◆ **Supplied information**
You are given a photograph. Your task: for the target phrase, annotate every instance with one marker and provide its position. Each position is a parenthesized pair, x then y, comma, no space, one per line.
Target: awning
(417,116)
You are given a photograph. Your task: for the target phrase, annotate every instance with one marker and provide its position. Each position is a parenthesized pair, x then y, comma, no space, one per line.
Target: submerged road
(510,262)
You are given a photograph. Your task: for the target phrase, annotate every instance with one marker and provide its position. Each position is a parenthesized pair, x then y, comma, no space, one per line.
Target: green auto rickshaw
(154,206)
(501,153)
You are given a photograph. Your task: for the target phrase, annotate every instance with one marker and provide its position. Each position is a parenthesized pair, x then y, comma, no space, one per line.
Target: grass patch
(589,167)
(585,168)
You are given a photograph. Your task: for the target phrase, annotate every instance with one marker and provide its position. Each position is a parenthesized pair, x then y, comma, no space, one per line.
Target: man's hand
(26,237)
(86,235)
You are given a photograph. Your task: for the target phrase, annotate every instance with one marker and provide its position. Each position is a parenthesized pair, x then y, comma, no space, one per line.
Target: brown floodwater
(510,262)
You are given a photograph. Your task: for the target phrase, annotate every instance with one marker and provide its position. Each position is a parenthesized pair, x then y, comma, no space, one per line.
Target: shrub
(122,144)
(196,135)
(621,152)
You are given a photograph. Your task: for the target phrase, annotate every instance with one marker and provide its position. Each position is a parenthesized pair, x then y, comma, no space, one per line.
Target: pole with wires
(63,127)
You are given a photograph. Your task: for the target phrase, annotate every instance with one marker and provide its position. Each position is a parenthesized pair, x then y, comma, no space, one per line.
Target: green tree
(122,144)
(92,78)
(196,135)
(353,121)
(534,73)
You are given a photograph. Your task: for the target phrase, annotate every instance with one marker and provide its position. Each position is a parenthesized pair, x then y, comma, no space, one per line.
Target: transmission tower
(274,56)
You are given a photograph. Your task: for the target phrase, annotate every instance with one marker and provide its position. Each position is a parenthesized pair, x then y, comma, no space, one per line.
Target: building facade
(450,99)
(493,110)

◆ **What you have to do**
Pick out every line in the records above that includes the word "green" and copy each one in full, leaving all other lines out.

◆ **Final answer**
Target: green auto rickshaw
Target: green tree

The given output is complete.